## Excerpt to read:

In [None]:
import os
import re
import pickle
import nltk
import pandas as pd
import numpy as np
import tensorflow as tf
import torch
import torchvision
import torch.nn as nn
import torchvision.models as models
import torchvision.transforms as transforms
from keras.callbacks import TensorBoard

from PIL import Image
from tqdm.notebook import tqdm
from keras.models import Model
from keras.applications.vgg19 import VGG19, preprocess_input
from keras.utils import load_img, img_to_array
from tensorflow.keras.preprocessing.image import ImageDataGenerator
from sklearn.metrics import accuracy_score, f1_score
from sklearn.model_selection import train_test_split
from copy import deepcopy
from dataclasses import dataclass
from typing import Dict, List, Optional, Tuple
from torch.utils.data import Dataset, DataLoader
from transformers import (
    AutoTokenizer, AutoFeatureExtractor, AutoModel,            
    TrainingArguments, Trainer, logging
)
from datasets import load_dataset, set_caching_enabled, Dataset
# from nltk.corpus import wordnet

# # nltk setup
# nltk.download('wordnet')

# Environment setup
os.environ["WANDB_DISABLED"] = "true"
os.environ["TOKENIZERS_PARALLELISM"] = "false"
# os.environ['HF_HOME'] = os.path.join(".", "cache")
os.environ['CUDA_VISIBLE_DEVICES'] = '0'
# set_caching_enabled(True)
# Logging setup
logging.set_verbosity_error()

# Device setup
device = torch.device('cuda:0' if torch.cuda.is_available() else 'cpu')
print(device)
torch.cuda.empty_cache()


In [None]:
df = pd.read_csv("/kaggle/input/sampled-dataset-for-vqa/sampled_train_dataset_kaggle.csv")
df

In [None]:
df[df['hashed_image_id']==5]

In [None]:
dir_path = "/kaggle/input/sampled-dataset-for-vqa"
questions = df['question']

images = []

for image_path in tqdm(df["kaggle_image_path"]):
#     print(image_path)
    images.append(os.path.join(dir_path, image_path))
# print(image_path)
# questions
# images

In [None]:
test_df = pd.read_csv("/kaggle/input/sampled-dataset-for-vqa/sampled_validation_dataset_kaggle.csv")
test_df

# Preparing the classification problem on the visual question answering portion

In [None]:
list_vocabulary = list(df['multiple_choice_answer'].unique())

In [None]:
def label_encoder(word):
    if word in list_vocabulary:
        index = list_vocabulary.index(word)
        return index
    else:
        return len(list_vocabulary)

In [None]:
print(len(list_vocabulary))

In [None]:
# df

In [None]:
df['Labels'] = df['multiple_choice_answer'].apply(lambda x: label_encoder(x))
df

In [None]:
test_df['Labels'] = test_df['multiple_choice_answer'].apply(lambda x: label_encoder(x))

## Supplied material:

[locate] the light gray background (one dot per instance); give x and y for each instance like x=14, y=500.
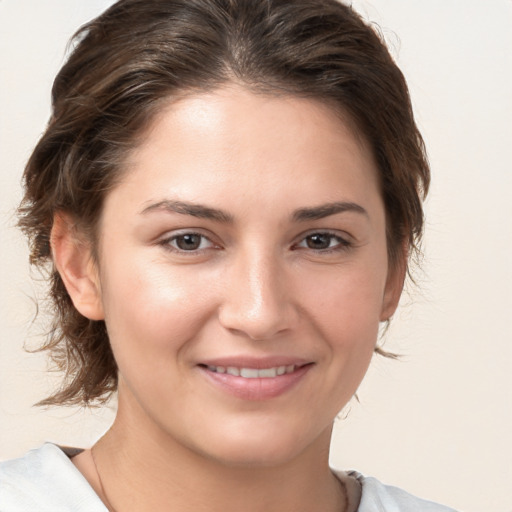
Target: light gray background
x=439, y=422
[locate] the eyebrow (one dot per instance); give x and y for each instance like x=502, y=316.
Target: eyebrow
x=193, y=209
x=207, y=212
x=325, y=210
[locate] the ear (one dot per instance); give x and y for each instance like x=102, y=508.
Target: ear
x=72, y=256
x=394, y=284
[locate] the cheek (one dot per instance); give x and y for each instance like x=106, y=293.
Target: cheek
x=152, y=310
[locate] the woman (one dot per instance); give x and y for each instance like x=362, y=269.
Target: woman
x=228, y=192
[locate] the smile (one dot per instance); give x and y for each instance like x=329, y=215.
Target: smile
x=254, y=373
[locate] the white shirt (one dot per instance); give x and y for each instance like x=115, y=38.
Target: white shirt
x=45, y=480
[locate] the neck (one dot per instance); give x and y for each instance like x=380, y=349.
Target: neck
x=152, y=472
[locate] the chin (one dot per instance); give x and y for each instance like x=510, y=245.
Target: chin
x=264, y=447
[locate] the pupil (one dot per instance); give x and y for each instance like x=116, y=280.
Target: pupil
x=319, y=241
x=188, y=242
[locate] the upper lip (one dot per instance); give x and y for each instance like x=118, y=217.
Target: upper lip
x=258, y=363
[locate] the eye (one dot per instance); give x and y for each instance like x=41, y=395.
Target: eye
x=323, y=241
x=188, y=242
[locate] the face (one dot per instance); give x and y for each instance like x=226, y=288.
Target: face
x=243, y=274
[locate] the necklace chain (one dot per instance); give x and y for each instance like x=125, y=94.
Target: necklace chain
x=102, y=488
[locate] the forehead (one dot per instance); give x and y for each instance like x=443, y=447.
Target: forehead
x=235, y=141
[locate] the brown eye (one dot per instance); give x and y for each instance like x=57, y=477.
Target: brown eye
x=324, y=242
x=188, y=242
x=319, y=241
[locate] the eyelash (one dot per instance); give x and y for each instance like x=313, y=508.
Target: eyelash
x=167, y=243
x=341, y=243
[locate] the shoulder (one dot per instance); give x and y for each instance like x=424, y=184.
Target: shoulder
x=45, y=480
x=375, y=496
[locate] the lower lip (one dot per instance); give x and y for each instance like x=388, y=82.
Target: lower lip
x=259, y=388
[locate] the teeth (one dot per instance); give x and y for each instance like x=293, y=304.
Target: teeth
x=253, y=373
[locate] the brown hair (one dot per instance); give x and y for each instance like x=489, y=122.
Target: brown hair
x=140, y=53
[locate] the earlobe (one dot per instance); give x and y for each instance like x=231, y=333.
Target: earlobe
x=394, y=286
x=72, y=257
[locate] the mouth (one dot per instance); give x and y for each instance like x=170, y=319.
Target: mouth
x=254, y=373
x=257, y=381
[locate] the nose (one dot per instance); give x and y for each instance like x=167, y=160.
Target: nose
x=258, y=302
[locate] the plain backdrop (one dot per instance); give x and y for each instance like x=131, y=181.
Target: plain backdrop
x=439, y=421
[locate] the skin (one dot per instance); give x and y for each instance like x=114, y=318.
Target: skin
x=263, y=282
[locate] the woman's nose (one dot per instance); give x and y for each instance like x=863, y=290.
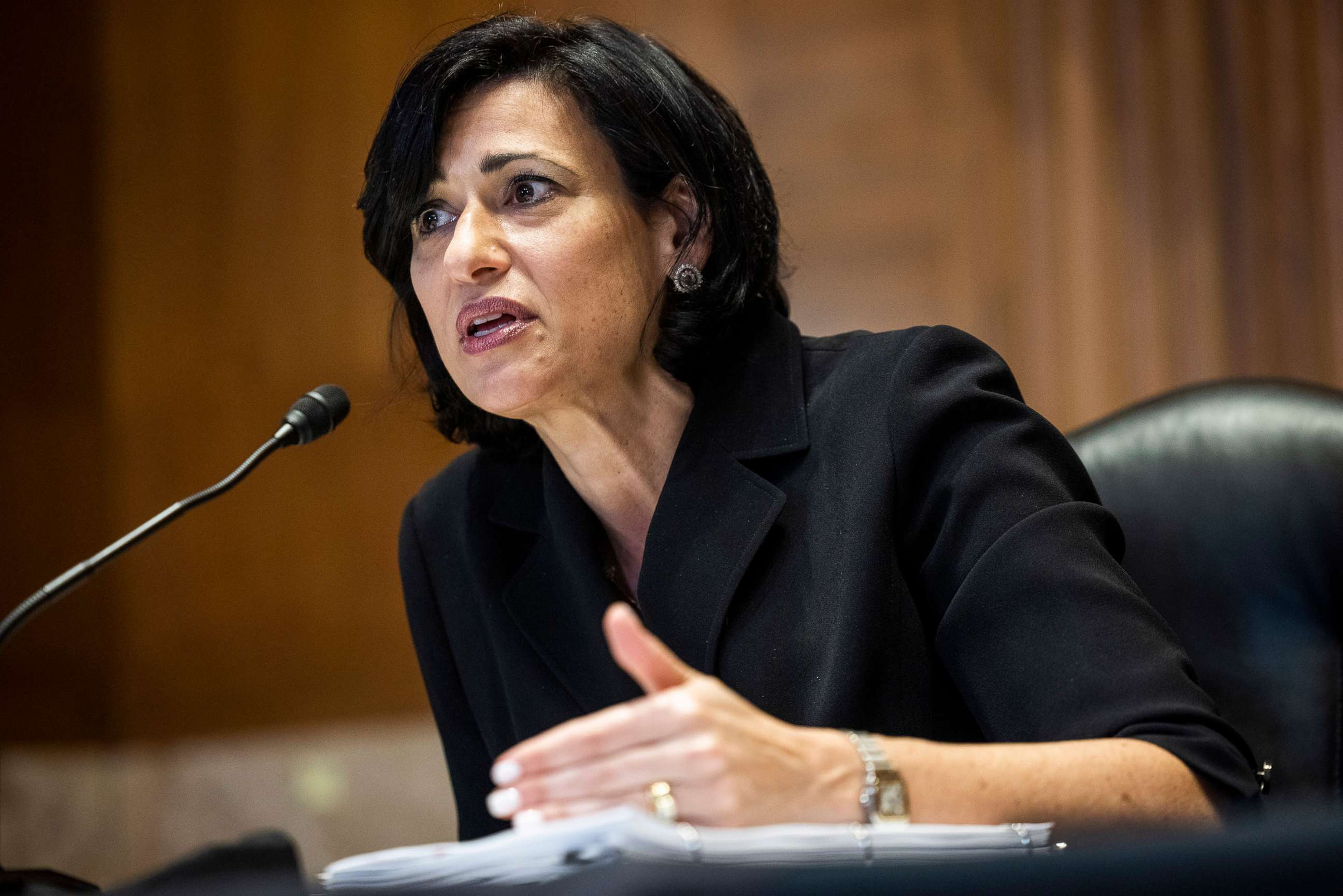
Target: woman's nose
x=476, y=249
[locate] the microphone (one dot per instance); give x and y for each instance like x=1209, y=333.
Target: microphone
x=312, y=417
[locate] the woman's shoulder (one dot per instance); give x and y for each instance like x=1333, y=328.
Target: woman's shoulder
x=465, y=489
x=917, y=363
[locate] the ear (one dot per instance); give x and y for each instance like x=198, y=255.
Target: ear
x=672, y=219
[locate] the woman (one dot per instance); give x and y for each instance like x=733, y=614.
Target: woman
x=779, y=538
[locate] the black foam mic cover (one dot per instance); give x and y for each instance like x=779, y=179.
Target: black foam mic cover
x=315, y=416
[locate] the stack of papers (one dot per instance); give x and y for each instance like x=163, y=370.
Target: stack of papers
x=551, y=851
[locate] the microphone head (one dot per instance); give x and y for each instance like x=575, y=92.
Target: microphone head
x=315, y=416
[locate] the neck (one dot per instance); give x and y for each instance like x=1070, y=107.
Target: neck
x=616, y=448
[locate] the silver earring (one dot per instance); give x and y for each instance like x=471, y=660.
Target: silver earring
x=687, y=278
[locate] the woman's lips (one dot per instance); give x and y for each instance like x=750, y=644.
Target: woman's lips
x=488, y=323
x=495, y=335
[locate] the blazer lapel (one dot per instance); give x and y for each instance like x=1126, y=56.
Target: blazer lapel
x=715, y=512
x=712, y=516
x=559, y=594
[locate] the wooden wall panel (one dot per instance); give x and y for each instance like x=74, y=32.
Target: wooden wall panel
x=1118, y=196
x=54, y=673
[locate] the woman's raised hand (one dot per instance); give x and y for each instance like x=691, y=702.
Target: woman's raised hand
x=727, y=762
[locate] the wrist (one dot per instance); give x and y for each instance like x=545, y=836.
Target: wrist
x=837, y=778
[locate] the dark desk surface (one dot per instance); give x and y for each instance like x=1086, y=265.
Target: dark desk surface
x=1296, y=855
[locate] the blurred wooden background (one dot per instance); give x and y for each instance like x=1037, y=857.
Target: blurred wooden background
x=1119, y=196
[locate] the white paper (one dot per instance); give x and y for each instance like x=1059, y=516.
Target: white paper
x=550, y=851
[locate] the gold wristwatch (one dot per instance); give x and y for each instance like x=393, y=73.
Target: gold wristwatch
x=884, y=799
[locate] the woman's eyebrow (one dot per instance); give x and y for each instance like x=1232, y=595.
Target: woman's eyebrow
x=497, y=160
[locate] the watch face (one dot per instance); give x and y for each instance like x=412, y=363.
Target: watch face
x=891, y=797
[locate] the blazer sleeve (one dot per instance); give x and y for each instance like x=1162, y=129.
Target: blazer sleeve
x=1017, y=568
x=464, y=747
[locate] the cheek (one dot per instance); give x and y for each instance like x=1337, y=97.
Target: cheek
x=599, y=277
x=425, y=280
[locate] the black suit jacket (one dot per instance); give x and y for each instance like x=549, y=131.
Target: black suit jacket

## What is asked:
Return the part of the notebook from "# # nltk setup" up to and including "logging.set_verbosity_error()", word for word. The listing comes from a separate source and isn't connected to the notebook.

## Finished exercise:
# # nltk setup
# nltk.download('wordnet')

# Environment setup
os.environ["WANDB_DISABLED"] = "true"
os.environ["TOKENIZERS_PARALLELISM"] = "false"
# os.environ['HF_HOME'] = os.path.join(".", "cache")
os.environ['CUDA_VISIBLE_DEVICES'] = '0'
# set_caching_enabled(True)
# Logging setup
logging.set_verbosity_error()